WHAT THE TASK ASKS -
Copy exactly, beginning with the line holding "put a dot per" and ending with the final line of the data beneath this task; copy nothing else, and leave out every picture.

[[ SUPPLIED RECORDS open ]]

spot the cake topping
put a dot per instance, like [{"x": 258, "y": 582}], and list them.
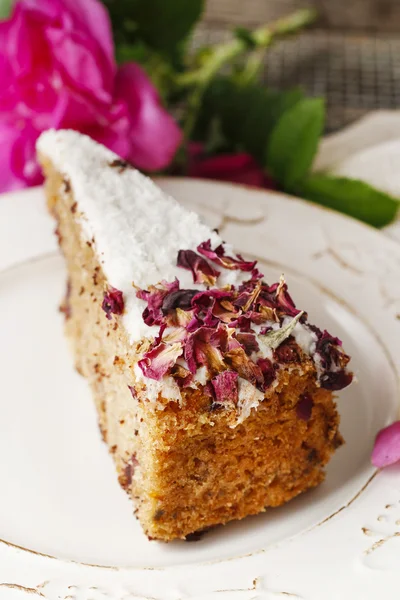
[
  {"x": 233, "y": 331},
  {"x": 202, "y": 271},
  {"x": 113, "y": 302},
  {"x": 227, "y": 262}
]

[[ SUPPLIED RECORDS closed ]]

WRITTEN ANSWER -
put a dot per instance, like [{"x": 258, "y": 582}], and list them.
[
  {"x": 233, "y": 331},
  {"x": 202, "y": 271},
  {"x": 113, "y": 302},
  {"x": 227, "y": 262}
]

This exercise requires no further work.